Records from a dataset

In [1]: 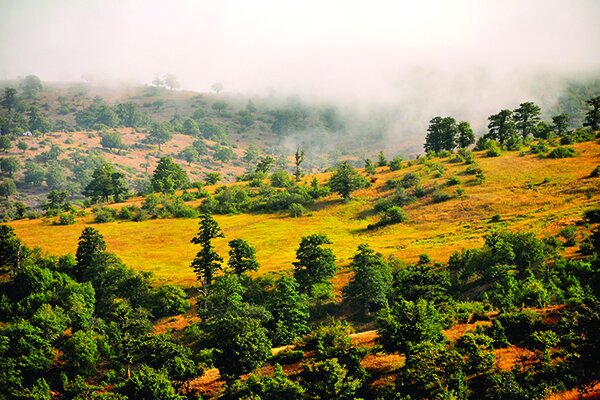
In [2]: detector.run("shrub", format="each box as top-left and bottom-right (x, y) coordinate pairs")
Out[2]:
(389, 156), (403, 171)
(288, 202), (306, 217)
(529, 140), (549, 155)
(589, 165), (600, 177)
(432, 189), (452, 203)
(584, 208), (600, 223)
(57, 213), (76, 225)
(92, 206), (117, 223)
(379, 206), (407, 225)
(485, 141), (502, 157)
(464, 164), (482, 175)
(560, 226), (578, 247)
(401, 172), (420, 188)
(447, 176), (461, 186)
(547, 146), (576, 159)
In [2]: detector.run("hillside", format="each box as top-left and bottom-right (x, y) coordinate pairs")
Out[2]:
(8, 140), (599, 286)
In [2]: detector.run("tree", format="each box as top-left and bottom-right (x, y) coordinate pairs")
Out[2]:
(343, 244), (392, 315)
(45, 162), (67, 190)
(212, 101), (228, 114)
(376, 299), (444, 353)
(205, 172), (221, 185)
(179, 146), (199, 165)
(211, 82), (224, 94)
(27, 106), (51, 133)
(328, 161), (369, 201)
(210, 315), (271, 383)
(0, 157), (21, 176)
(22, 162), (45, 186)
(514, 102), (541, 138)
(228, 238), (259, 275)
(457, 121), (475, 148)
(163, 74), (180, 91)
(62, 330), (99, 376)
(364, 158), (376, 175)
(100, 130), (124, 150)
(118, 364), (180, 400)
(148, 121), (173, 151)
(0, 178), (16, 198)
(300, 358), (362, 400)
(151, 157), (189, 194)
(424, 116), (458, 152)
(242, 144), (260, 165)
(75, 227), (107, 281)
(214, 145), (235, 165)
(1, 88), (18, 112)
(294, 146), (305, 182)
(268, 275), (310, 345)
(190, 214), (224, 293)
(19, 75), (43, 98)
(0, 135), (12, 152)
(583, 96), (600, 131)
(115, 103), (147, 128)
(0, 224), (24, 274)
(83, 163), (128, 202)
(293, 234), (337, 295)
(17, 141), (28, 153)
(255, 155), (274, 174)
(552, 113), (569, 136)
(487, 109), (517, 145)
(377, 151), (387, 167)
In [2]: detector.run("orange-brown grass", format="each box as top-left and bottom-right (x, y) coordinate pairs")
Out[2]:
(9, 141), (600, 286)
(443, 320), (493, 341)
(495, 346), (537, 371)
(547, 384), (600, 400)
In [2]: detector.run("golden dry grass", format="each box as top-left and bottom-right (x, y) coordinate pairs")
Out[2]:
(8, 141), (600, 286)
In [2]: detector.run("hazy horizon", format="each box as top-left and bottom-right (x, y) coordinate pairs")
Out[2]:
(1, 0), (599, 138)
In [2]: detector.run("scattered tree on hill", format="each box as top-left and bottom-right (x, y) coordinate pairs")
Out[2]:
(0, 135), (12, 152)
(100, 130), (124, 150)
(74, 227), (107, 281)
(343, 244), (393, 315)
(17, 140), (28, 153)
(552, 113), (569, 136)
(425, 116), (458, 152)
(0, 157), (21, 177)
(45, 162), (68, 190)
(27, 106), (52, 133)
(205, 172), (221, 185)
(0, 178), (16, 198)
(364, 158), (376, 175)
(228, 238), (259, 275)
(294, 146), (305, 182)
(514, 102), (541, 138)
(377, 151), (387, 167)
(377, 299), (444, 353)
(163, 74), (180, 91)
(115, 103), (147, 128)
(151, 157), (189, 194)
(293, 234), (337, 295)
(190, 214), (225, 294)
(212, 101), (228, 114)
(1, 88), (18, 112)
(214, 145), (235, 165)
(268, 275), (310, 345)
(486, 109), (517, 145)
(148, 121), (173, 151)
(242, 144), (260, 166)
(19, 74), (43, 98)
(255, 155), (274, 175)
(22, 162), (45, 186)
(42, 190), (71, 215)
(583, 96), (600, 131)
(211, 82), (224, 94)
(209, 315), (272, 383)
(83, 163), (128, 203)
(457, 121), (475, 148)
(328, 161), (370, 201)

■ **Your goal**: Check every line of the data above for the string "tree", and copy those that have it.

■ **Exercise output**:
In [2]: detector.run("tree", format="each box as top-left and bottom-right (x, y) coordinate pairs")
In [2]: detector.run("scattered tree on hill", format="each box as top-left and bottom-right (x, y) coordinate pairs")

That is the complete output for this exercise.